▶ _Selected text_:
========================================

By Sara Bondell - July 30, 2020
Stanley Carr doesn’t take a single breath for granted, literally.
He started playing the bagpipes as a 12-year-old boy in Scotland. He was in various bands and brought his music across the pond when he immigrated to the U.S. in 1960.
In 2009, Carr couldn’t shake what he thought was the flu. It turned out to be late stage lung cancer.
“Cancer was something that happened to someone else, it didn’t happen to me,” said Carr.
Carr had surgery to remove the tumor and some lymph nodes at Moffitt Cancer Center, and when the cancer returned surgeons removed part of his lung. He has been cancer free ever since.
During one of Carr’s annual scans, his wife, Alice Monroe, asked his doctors if there was any kind of lung cancer screening. She had quit smoking more than 30 years ago, but was still concerned there could be lasting effects.
Monroe was enrolled in Moffitt’s Lung Cancer Screening Program, which offers low dose CT scans to individuals who are between 55 and 80 years old and have smoked an average of one pack a day for 30 years, regardless of when they quit smoking.
Monroe was scanned every year, and a few years ago doctors noticed something small in her upper lung. They kept an eye on it each year, and in 2019 doctors decided it was time to remove a portion of Monroe’s lung before the cancer spread.
“If I hadn’t been in Moffitt’s program, I would be dead in a couple of years,” said Monroe. “I had no symptoms. I was exercising five to six days a week and thought, how could I get cancer if I quit smoking 32 years ago?”
Lung cancer often has no symptoms, so it’s hard to detect early when there is a best chance for a cure. More than 60% of lung cancers are diagnosed after the disease has spread, leading to worse outcomes for patients.
Carr and Monroe have both lost a piece of their lungs, but have found a new appreciation for their health. They both continue to be screened—Carr every year and Monroe every six months—and are very grateful for their good outcomes.
Because of his decreased lung capacity and shortness of breath, Carr has had to stop playing his bagpipes. He gave them to his eight-year-old grandson with the hopes he will carry on the tradition, and has taken up a new hobby growing orchids.

========================================

▶ _Saved entries_:
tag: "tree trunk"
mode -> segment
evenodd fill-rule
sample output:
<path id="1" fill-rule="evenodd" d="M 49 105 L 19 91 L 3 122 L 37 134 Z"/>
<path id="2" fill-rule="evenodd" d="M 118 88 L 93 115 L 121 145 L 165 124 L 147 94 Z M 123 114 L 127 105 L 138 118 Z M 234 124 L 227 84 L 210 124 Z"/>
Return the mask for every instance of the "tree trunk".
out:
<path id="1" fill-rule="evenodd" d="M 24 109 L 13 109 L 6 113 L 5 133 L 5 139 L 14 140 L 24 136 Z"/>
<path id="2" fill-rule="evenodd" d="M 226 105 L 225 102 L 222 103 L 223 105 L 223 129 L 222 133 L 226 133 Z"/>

========================================

▶ _What to do_:
1. Copy the part of the lung cancer article between "Carr had surgery" and "they quit smoking.", inclusive, substituting "exams" for "scans".
2. In the lung cancer article, what age range qualifies someone for Moffitt's Lung Cancer Screening Program?
3. Condense the paragraph of the lung cancer article that begins "Because of his decreased lung capacity" into a brief list.
Draw only on the lung cancer article for what comes next.

▶ _Task-by-task solutions_:
1.
Carr had surgery to remove the tumor and some lymph nodes at Moffitt Cancer Center, and when the cancer returned surgeons removed part of his lung. He has been cancer free ever since.
During one of Carr’s annual exams, his wife, Alice Monroe, asked his doctors if there was any kind of lung cancer screening. She had quit smoking more than 30 years ago, but was still concerned there could be lasting effects.
Monroe was enrolled in Moffitt’s Lung Cancer Screening Program, which offers low dose CT exams to individuals who are between 55 and 80 years old and have smoked an average of one pack a day for 30 years, regardless of when they quit smoking.

2. Between 55 and 80 years old.

3.
- Carr stopped playing the bagpipes because of decreased lung capacity and shortness of breath.
- He gave them to his eight-year-old grandson, hoping he will carry on the tradition.
- He took up growing orchids as a new hobby.